*WHAT NEEDS TO BE DONE*. Once the line containing "Objective — one pin per instance of the face" is located, give it again exactly, together with each line that follows it to the end of the entries, and add nothing else.

*Referring expression data*.
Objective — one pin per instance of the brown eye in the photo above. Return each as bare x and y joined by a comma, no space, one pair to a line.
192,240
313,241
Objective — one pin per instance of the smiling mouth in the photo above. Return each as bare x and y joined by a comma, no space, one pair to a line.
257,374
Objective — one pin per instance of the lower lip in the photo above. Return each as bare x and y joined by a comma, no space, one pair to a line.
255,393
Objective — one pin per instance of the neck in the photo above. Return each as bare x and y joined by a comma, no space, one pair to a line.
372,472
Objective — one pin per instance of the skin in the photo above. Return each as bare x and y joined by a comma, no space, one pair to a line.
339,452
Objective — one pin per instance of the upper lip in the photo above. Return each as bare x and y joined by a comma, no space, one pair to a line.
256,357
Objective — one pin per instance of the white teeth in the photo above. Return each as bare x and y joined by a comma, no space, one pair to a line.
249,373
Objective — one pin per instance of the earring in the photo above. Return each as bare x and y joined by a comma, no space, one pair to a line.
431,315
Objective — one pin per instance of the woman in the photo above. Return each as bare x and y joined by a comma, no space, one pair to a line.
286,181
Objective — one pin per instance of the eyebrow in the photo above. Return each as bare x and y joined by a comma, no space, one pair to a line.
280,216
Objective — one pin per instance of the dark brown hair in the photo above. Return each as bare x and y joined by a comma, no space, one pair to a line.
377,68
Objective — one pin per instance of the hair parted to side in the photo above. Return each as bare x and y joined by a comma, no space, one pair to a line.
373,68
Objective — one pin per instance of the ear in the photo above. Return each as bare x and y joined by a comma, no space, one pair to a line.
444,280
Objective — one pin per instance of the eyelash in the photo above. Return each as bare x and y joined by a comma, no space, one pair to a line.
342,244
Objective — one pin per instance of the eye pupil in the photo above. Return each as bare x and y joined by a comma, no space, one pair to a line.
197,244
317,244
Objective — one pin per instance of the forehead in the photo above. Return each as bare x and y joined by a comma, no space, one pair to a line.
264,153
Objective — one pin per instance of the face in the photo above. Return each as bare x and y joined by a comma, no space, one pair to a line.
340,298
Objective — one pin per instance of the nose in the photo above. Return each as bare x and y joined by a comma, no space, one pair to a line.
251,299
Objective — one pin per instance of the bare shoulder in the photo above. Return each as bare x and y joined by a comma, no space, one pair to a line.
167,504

*TASK RESULT*.
Objective — one pin per instance of the face in the photo above. Return each as bare x and y joined by a comma, no space, one pair to a line.
340,298
Objective — one pin per instance of the nose in the photo above. Return each as bare x and y joined by a comma, no space, one pair to a line.
251,299
Objective — one pin per instance of the bare shoulder in the photo above. Return each as bare x and y joined by a comma, no space, one pair to a line.
167,504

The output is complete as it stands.